= Beginning of Section =
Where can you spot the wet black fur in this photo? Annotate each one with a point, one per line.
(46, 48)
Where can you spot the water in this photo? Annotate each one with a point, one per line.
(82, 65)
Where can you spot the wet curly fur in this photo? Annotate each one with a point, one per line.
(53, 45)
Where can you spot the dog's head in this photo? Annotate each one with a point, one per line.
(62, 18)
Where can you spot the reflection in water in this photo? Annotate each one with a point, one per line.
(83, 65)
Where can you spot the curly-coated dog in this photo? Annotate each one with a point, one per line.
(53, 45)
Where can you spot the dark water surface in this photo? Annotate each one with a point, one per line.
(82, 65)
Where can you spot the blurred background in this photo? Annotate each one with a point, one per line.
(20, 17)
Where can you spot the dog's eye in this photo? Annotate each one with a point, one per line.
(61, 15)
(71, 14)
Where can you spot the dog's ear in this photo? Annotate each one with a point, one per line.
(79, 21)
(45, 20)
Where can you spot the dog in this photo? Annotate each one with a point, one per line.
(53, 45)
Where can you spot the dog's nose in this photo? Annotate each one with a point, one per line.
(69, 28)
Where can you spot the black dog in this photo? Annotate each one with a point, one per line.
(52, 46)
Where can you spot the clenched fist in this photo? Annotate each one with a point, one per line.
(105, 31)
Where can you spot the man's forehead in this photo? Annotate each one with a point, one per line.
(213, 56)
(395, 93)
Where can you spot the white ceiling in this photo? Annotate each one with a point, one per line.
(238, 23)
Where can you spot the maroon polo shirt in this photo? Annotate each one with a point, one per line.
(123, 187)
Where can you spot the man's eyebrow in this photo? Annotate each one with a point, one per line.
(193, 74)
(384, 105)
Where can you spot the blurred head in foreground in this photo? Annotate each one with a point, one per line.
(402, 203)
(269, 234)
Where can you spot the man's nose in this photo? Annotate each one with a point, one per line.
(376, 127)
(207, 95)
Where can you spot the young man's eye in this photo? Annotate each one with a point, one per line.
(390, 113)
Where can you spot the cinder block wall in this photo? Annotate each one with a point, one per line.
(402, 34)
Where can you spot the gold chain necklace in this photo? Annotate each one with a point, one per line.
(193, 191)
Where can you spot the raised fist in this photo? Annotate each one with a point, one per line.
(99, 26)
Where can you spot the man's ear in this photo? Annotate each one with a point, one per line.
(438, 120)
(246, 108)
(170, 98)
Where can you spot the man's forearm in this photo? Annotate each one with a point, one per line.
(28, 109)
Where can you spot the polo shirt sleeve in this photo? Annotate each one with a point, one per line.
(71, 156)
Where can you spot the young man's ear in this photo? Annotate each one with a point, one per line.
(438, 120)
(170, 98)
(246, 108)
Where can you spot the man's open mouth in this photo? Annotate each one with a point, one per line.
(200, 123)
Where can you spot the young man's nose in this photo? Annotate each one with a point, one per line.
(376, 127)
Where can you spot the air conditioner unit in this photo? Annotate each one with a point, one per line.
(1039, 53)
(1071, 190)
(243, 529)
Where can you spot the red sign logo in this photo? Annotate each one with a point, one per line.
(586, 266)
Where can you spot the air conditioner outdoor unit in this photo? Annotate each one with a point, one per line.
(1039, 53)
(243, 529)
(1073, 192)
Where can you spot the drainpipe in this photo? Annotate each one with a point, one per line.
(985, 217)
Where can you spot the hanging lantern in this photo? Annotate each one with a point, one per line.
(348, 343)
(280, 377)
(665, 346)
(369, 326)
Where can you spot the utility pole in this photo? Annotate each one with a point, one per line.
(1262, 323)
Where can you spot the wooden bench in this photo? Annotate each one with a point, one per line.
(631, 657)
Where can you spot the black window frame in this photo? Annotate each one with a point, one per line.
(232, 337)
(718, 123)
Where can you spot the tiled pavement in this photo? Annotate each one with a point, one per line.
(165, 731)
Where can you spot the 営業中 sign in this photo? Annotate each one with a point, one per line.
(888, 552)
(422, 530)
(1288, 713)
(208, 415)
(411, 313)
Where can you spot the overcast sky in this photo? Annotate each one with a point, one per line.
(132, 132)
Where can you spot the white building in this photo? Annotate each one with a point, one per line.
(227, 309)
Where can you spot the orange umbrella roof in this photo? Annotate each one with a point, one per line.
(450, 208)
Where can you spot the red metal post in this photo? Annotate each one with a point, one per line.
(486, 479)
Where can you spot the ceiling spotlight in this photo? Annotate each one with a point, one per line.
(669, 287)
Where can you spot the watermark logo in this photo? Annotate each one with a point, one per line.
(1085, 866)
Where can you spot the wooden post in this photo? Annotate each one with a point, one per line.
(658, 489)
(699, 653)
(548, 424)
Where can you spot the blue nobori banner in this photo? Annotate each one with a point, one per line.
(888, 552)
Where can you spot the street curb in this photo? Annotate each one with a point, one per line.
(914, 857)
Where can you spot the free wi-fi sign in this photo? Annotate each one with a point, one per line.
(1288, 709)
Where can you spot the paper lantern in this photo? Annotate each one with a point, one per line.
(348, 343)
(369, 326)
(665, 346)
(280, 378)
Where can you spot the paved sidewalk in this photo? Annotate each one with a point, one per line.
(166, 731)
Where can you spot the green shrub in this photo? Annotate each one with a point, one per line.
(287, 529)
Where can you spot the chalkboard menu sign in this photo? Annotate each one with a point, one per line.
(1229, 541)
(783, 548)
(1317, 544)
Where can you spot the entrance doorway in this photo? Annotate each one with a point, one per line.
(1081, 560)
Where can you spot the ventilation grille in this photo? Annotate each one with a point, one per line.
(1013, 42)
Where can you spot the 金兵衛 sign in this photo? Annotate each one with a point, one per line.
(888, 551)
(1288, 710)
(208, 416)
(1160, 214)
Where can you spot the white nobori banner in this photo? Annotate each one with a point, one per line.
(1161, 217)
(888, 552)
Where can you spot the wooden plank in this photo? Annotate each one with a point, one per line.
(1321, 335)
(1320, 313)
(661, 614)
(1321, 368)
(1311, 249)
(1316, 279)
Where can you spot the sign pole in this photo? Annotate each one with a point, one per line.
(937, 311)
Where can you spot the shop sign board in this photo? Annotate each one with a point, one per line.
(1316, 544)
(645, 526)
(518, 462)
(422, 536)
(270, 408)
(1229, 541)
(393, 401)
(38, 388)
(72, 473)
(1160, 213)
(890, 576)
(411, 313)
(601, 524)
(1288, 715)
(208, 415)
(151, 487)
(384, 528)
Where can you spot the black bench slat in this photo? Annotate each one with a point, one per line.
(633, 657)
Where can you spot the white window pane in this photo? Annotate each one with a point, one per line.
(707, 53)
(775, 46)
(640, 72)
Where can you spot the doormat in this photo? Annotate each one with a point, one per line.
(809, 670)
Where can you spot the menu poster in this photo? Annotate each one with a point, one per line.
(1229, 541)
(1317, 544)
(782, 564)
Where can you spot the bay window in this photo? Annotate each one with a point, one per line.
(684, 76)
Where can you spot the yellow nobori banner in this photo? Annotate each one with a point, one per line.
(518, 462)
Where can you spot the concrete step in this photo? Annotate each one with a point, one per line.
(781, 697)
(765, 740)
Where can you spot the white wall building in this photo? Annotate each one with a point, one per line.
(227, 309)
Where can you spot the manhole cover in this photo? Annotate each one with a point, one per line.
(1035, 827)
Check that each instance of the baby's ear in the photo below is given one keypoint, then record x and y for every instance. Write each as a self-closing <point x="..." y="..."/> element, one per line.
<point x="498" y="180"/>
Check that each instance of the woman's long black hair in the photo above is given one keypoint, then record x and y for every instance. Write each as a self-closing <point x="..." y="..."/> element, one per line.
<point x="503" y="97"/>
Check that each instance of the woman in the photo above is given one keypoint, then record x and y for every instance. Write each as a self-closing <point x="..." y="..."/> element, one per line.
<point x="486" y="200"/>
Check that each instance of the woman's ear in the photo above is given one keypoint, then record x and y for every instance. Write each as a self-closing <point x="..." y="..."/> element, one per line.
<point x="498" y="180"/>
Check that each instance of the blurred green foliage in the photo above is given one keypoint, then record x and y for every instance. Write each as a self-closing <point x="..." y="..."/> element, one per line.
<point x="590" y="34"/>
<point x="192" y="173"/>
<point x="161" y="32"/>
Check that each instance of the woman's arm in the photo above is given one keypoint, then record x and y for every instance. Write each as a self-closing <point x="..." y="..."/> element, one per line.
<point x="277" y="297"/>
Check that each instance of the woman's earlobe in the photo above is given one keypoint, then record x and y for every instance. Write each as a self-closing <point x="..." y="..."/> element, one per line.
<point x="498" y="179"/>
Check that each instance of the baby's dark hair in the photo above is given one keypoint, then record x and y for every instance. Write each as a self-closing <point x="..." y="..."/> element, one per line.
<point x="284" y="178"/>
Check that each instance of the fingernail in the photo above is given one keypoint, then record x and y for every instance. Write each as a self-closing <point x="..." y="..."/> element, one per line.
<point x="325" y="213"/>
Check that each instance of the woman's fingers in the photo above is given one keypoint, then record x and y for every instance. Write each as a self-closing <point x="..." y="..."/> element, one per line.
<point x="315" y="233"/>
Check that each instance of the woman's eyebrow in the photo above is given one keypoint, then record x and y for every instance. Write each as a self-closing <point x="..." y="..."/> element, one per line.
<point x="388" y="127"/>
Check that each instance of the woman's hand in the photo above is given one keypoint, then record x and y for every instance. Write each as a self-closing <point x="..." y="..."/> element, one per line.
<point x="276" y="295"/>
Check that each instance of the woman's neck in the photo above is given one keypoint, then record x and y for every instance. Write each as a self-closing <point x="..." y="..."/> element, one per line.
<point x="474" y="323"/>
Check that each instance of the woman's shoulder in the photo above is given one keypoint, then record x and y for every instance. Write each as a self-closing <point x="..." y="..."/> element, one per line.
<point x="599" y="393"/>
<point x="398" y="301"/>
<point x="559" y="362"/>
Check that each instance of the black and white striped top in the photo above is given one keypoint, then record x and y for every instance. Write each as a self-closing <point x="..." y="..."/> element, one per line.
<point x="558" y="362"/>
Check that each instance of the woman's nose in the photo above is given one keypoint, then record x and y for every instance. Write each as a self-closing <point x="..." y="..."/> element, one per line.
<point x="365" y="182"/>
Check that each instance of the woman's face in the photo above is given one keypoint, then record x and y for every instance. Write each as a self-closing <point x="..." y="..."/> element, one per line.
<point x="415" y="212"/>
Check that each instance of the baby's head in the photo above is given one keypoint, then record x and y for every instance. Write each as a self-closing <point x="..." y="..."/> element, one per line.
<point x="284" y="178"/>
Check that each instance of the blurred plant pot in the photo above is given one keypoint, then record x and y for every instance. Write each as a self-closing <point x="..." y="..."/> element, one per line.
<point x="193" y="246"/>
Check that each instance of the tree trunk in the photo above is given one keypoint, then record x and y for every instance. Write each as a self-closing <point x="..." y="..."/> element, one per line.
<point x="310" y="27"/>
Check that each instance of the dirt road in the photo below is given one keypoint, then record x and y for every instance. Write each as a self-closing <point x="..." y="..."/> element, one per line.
= End of Section =
ACTIVITY
Find "Check that each instance of the tree" in the records. Copy its line and every line after it, exactly, through the last one.

TASK ANSWER
Check that each instance of the tree trunk in the photo above is given one keypoint, then record x and y for every instance. Write each as a self-closing <point x="..." y="..."/> element, one per line.
<point x="310" y="27"/>
Check that each instance of the dirt road in the photo below is given one keypoint, then record x and y for every instance. Write each as a self-closing <point x="..." y="..."/> element, one per line.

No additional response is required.